What is being asked: When counting, include every line of the data that holds "like", then state the total alone.

Start of Input records

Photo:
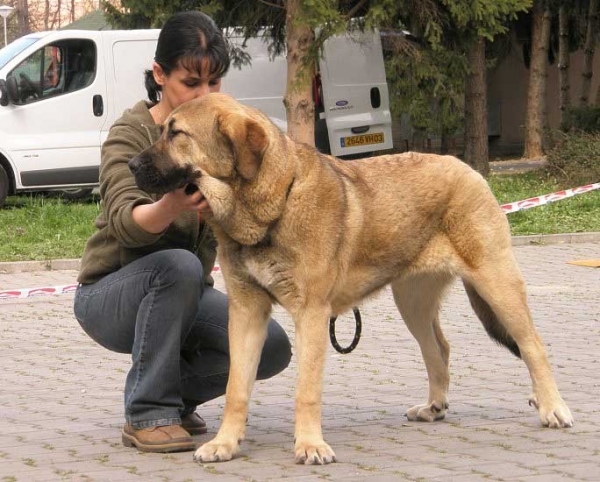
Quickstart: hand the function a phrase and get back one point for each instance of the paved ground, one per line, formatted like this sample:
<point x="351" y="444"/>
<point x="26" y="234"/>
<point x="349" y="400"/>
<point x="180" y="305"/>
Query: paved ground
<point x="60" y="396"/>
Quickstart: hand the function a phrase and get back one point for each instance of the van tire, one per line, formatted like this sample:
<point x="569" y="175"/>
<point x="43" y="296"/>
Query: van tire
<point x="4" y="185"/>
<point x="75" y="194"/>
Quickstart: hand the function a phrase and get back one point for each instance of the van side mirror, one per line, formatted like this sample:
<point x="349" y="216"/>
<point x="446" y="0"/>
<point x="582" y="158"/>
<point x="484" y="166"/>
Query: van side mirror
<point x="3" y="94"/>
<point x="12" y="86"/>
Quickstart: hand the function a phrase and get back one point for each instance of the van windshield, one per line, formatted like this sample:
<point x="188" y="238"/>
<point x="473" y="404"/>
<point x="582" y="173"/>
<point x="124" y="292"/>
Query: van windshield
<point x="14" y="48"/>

End of Input records

Your response: 4